Short problem = Please retype every line of the records below, keeping each character, space and bracket unchanged.

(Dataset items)
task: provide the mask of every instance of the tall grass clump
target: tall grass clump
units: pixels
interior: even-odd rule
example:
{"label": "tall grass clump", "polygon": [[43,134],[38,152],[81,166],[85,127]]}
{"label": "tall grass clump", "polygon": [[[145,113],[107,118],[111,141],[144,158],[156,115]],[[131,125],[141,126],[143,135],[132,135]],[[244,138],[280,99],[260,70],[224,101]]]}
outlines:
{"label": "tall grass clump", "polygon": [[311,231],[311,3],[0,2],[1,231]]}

Task response =
task: provide the mask of every instance of the tall grass clump
target: tall grass clump
units: pixels
interior: even-odd rule
example:
{"label": "tall grass clump", "polygon": [[43,134],[38,152],[81,166],[85,127]]}
{"label": "tall grass clump", "polygon": [[[145,113],[107,118],[111,141],[144,158],[156,115]],[[131,125],[141,126],[143,135],[132,135]],[[244,138],[280,99],[260,70],[224,101]]]}
outlines:
{"label": "tall grass clump", "polygon": [[311,231],[311,3],[0,2],[1,231]]}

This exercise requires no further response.